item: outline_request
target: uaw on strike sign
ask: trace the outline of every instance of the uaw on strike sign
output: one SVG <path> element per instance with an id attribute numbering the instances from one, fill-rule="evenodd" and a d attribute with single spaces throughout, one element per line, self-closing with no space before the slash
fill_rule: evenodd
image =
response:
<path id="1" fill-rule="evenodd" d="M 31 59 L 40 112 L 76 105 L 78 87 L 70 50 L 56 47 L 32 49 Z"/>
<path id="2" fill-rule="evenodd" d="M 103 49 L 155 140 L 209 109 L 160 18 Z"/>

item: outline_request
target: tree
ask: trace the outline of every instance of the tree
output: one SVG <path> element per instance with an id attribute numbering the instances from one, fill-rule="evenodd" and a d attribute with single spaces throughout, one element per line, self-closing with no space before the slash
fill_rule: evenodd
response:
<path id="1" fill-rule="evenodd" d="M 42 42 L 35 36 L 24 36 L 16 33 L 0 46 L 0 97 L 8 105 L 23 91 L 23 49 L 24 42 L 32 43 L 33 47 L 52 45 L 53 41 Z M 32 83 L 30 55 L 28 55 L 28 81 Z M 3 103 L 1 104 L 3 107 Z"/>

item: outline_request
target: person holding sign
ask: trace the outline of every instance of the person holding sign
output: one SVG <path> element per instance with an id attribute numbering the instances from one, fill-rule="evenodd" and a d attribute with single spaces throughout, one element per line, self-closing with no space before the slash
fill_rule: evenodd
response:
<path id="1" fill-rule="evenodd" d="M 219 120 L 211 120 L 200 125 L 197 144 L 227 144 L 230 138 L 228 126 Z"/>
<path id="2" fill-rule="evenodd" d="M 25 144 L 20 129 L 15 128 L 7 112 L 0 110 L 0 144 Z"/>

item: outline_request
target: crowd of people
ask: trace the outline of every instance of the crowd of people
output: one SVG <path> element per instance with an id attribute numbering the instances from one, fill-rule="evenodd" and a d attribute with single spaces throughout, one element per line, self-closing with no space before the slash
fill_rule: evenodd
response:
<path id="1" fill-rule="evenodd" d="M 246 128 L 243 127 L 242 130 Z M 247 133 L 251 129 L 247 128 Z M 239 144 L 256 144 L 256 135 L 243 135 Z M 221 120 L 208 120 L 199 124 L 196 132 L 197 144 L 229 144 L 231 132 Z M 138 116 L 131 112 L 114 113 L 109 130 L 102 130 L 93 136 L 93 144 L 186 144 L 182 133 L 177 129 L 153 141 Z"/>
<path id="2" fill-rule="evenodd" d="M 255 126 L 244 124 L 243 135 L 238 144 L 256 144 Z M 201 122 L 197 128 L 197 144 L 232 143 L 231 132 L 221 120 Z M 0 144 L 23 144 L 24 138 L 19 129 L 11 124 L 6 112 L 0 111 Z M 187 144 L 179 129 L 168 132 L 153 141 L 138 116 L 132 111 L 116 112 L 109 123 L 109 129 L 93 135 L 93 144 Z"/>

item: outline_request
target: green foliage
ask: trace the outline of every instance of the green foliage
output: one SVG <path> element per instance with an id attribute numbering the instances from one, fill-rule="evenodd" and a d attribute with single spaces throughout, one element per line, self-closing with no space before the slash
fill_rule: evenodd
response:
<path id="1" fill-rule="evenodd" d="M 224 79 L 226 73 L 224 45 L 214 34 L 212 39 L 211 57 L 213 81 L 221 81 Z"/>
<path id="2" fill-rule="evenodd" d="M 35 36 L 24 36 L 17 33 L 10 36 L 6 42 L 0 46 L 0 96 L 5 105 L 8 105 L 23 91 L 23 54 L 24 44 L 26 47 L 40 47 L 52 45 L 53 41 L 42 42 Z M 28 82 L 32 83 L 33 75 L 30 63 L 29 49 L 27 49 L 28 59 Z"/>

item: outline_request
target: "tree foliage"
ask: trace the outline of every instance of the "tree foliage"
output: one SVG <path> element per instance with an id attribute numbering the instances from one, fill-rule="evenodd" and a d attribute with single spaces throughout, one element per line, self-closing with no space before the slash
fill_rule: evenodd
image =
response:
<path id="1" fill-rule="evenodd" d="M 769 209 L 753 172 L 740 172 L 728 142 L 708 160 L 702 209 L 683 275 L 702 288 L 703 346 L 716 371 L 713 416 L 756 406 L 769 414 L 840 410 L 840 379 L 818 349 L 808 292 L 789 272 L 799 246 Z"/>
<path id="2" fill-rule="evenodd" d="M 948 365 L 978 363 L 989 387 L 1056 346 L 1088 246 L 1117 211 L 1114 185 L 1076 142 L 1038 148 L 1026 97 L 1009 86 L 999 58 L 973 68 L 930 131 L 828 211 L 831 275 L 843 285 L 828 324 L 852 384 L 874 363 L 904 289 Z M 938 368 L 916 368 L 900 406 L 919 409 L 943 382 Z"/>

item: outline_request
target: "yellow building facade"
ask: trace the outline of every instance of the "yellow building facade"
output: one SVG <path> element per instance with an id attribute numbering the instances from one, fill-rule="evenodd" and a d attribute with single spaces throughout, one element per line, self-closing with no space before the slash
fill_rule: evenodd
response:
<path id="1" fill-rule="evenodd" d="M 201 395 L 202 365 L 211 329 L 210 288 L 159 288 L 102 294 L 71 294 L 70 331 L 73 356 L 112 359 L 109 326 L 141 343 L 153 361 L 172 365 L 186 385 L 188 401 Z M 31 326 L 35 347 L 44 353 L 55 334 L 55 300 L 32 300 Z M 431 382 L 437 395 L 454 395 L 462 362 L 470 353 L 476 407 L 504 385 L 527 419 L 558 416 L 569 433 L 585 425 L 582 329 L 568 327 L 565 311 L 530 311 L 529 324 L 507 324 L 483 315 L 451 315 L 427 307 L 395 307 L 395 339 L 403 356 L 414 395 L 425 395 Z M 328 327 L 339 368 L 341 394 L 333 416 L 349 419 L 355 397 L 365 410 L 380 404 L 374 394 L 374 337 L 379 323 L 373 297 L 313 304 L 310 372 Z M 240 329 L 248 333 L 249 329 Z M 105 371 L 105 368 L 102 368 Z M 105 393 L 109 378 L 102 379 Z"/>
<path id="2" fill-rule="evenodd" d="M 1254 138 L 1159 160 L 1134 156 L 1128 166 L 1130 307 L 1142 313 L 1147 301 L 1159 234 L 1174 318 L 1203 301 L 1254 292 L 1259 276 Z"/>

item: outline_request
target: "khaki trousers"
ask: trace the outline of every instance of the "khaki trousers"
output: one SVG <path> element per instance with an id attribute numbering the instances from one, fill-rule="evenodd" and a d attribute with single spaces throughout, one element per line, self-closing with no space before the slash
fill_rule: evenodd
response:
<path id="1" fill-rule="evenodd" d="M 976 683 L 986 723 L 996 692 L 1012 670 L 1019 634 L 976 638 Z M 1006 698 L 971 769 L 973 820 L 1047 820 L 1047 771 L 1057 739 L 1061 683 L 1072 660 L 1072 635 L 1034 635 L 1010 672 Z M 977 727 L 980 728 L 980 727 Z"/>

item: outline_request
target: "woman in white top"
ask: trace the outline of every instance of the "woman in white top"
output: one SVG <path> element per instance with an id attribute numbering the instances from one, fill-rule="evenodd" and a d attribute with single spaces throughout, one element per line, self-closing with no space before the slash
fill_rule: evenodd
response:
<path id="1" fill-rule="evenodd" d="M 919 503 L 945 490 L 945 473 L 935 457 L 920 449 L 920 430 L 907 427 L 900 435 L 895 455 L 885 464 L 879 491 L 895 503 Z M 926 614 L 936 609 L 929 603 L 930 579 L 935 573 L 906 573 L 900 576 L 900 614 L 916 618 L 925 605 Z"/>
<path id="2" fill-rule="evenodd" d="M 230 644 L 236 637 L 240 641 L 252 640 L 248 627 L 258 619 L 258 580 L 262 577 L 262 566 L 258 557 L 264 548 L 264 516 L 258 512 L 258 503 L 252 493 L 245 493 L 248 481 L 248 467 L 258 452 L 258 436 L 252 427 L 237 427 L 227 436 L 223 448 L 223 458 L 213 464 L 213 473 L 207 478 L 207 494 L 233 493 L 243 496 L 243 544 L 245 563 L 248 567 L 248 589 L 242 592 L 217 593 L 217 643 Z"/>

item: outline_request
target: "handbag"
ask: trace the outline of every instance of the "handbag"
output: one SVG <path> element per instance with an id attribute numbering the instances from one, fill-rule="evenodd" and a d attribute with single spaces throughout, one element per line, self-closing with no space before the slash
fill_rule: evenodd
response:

(PROBLEM STATEMENT)
How many lines in the items above contain the string "tree"? Reply with the number alone.

(COMPLETED TASK)
4